__Source records__:
:::
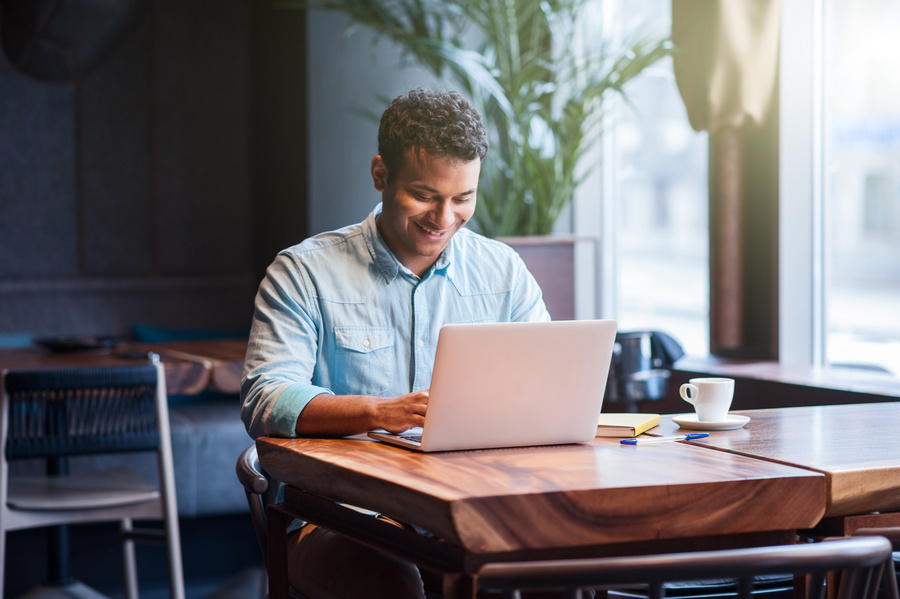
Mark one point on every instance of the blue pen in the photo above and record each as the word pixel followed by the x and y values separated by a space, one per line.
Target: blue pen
pixel 645 440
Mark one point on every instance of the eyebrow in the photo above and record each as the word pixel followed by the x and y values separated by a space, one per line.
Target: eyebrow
pixel 428 188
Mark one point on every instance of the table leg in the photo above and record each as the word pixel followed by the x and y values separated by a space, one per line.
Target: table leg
pixel 276 552
pixel 459 586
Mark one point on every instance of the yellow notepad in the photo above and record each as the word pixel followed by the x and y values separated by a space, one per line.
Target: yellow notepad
pixel 625 425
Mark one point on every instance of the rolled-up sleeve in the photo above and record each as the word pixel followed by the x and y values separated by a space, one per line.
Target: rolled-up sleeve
pixel 281 352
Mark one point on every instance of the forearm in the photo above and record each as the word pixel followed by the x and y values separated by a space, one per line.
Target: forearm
pixel 337 415
pixel 341 415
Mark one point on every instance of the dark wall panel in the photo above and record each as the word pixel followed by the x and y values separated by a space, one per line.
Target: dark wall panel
pixel 37 177
pixel 202 93
pixel 117 145
pixel 126 196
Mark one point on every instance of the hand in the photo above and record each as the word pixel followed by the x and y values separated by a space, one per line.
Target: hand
pixel 396 414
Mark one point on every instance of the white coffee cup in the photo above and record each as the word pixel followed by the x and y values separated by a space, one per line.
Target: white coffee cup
pixel 711 397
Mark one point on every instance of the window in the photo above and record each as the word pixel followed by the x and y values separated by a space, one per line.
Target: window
pixel 862 183
pixel 840 184
pixel 655 194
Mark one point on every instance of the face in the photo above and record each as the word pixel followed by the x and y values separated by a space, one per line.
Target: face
pixel 428 200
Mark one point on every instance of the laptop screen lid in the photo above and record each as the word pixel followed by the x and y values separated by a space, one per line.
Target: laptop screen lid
pixel 515 384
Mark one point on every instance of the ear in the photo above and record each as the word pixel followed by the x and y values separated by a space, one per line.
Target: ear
pixel 379 173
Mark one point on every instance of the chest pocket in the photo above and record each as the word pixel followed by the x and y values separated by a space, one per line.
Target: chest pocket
pixel 363 360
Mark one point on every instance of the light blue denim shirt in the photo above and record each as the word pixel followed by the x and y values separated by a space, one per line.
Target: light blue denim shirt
pixel 339 314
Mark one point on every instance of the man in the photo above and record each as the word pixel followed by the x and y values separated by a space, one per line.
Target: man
pixel 346 323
:::
__Your objective__: The lines above from the one with "Target: dark wall panel" through the one with "Mark one point on every instance of the white" are to be duplicated exactly, ends included, with nothing added.

__Exercise result__:
Target: dark wall panel
pixel 37 177
pixel 202 93
pixel 117 145
pixel 126 196
Mark one point on every instance of the hand in the photo above and record each as the word pixel followed by the x and y values separated by a space, one per line.
Target: hand
pixel 396 414
Mark one point on every instance of the white coffee cup in the photo above and record each as the word pixel followed by the x and y values separated by a space, one per line.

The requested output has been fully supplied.